**TEXTAUSZUG:**
Kurz zu meiner Person: Ich fahre in Wien nun schon länger als 30 Jahre mit dem Taxi. Die Seite von Sash, auf die ich durch Zufall gestoßen bin, animierte mich dazu, endlich auch mal einen Blog zu versuchen. Den Gedanken dazu hatte ich schon länger, aber GNIT gab den Anstoß dazu.
Ich habe also den Blog www. nachtkutscher.com begonnen; wen es interessiert – bitte einfach reinschauen! Viele Beiträge könnten ja sicher (auch wenn die entsprechende Örtlichkeit vielleicht nicht bekannt ist) auch in anderen Städten geschrieben worden sein; aber ich denke, speziell für Taxifahrer ist eher die Geschichte wichtig und nicht so sehr die Straße, in der sie passiert. Leider habe ich noch nicht Sash’s Konsequenz; aber ich werde mich bemühen, in Zukunft regelmäßig zu bloggen – Anlässe dafür gab und gibt es sicher immer genug
Und der Beitrag „. . .“ wiederum brachte mich dazu, endlich einmal hier zu schreiben. Vor allen Dingen, weil es McDonalds-Sackerln (Tüten ) waren. Einer meiner Regeln im Taxi lautet nämlich:
Der Fahrgast isst nicht, NIEMALS.
Und ich denke, wenn bei einer Notbremsung der Fahrgast einen Hamburger in mein Genick drückt (den durchbrochenen Kopfstützen meines Sharans sei Dank), dann ist es egal, ob es ein Big Mac oder ein Cheeseburger ist; ich brauche beides nicht im Hemdkragen. Zufällig hatte ich nämlich vor einigen Tagen auch so etwas. Ziemlich früh, 3 Halter (Das entspricht eurem Winker) am Gürtel. Auch mit den oben erwähnten McDonalds-Sackerln in Händen. Dazu wäre noch zu sagen, dass die 3 einer von mir eher als verachtenswert empfundenen Gattung Mensch angehörten, sie waren von Beruf Sohn. So nenne ich ganz gerne die jungen Burschen, die mit von Papa gefüllter Geldbörse oder mit einer von ihm finanzierten Kreditkarte unterwegs sind und denken, alle Welt müsste sich vor Ehrfurcht in den Staub werfen ob Ihres Anblicks.

**DATENTEIL:**
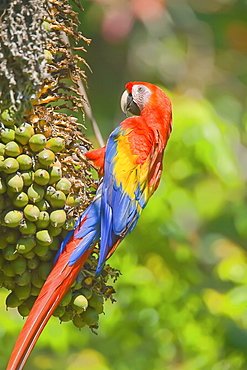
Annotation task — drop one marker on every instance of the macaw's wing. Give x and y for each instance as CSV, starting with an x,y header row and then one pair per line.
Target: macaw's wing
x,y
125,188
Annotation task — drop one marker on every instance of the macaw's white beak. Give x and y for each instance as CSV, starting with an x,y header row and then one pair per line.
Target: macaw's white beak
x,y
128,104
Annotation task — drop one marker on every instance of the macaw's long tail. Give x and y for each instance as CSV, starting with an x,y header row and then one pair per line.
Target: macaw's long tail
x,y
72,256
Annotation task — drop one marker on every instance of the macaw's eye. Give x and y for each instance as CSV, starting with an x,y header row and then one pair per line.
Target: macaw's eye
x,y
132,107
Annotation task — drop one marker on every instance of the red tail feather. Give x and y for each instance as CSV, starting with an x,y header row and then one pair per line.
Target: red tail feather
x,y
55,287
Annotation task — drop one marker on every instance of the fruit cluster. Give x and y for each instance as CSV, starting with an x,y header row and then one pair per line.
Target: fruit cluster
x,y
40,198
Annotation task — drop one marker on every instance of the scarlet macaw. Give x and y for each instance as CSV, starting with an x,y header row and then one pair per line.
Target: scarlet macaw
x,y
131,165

* * *

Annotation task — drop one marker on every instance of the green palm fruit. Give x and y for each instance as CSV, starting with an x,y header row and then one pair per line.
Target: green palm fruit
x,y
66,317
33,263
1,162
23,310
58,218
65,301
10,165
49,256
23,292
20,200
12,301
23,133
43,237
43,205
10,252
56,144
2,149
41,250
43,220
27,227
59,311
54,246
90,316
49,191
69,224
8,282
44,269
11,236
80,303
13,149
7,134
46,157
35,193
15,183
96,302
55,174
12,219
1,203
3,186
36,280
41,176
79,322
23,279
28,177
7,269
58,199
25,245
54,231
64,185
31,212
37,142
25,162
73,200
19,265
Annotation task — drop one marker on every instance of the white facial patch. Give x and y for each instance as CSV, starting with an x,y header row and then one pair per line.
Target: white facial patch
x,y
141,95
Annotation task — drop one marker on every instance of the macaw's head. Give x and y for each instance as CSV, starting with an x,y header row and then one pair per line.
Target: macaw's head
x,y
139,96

--

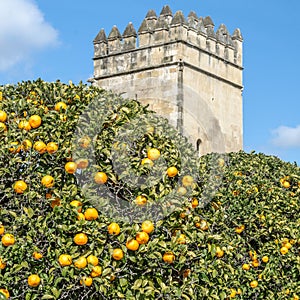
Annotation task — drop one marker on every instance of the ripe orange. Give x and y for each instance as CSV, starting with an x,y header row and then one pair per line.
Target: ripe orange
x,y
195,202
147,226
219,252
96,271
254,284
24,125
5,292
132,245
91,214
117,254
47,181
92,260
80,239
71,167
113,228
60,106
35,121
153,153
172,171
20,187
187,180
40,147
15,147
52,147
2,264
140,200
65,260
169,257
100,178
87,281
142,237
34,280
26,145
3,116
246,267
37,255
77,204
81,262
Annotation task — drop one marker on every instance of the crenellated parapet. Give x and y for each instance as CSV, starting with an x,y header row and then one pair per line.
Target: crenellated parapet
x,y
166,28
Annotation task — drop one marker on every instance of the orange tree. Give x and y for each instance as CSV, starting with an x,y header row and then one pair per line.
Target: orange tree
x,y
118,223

**AUFGABE:**
Schreibe aus dem Textauszug wortgetreu die Passage ab, die mit „Kurz zu meiner“ beginnt und mit „den Anstoß dazu.“ endet. Die Einträge stehen in keinem Zusammenhang mit dem Textauszug.

**ERGEBNIS:**
Kurz zu meiner Person: Ich fahre in Wien nun schon länger als 30 Jahre mit dem Taxi. Die Seite von Sash, auf die ich durch Zufall gestoßen bin, animierte mich dazu, endlich auch mal einen Blog zu versuchen. Den Gedanken dazu hatte ich schon länger, aber GNIT gab den Anstoß dazu.